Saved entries
┌──
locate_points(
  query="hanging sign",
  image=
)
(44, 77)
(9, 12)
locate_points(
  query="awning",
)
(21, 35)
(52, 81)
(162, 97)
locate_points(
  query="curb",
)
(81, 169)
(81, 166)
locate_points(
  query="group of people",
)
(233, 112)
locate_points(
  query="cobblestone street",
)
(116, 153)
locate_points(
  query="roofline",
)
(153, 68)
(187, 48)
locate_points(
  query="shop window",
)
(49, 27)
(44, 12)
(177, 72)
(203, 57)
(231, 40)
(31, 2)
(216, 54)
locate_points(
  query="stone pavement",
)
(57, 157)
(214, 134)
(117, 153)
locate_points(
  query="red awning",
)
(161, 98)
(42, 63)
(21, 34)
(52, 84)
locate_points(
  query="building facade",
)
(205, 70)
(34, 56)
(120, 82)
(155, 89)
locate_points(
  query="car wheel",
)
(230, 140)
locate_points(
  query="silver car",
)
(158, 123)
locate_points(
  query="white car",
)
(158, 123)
└──
┌──
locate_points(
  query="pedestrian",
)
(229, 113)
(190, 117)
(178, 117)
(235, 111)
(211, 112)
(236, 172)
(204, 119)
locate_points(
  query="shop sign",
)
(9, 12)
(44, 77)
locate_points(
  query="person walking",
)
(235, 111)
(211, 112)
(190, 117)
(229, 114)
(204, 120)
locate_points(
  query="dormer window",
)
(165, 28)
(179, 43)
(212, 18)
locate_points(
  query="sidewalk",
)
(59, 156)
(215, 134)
└──
#### EXERCISE INSTRUCTIONS:
Your task is to find every line above containing the word "window" and copy it.

#### WRITTEN SOLUTION:
  query="shop window",
  query="dormer window",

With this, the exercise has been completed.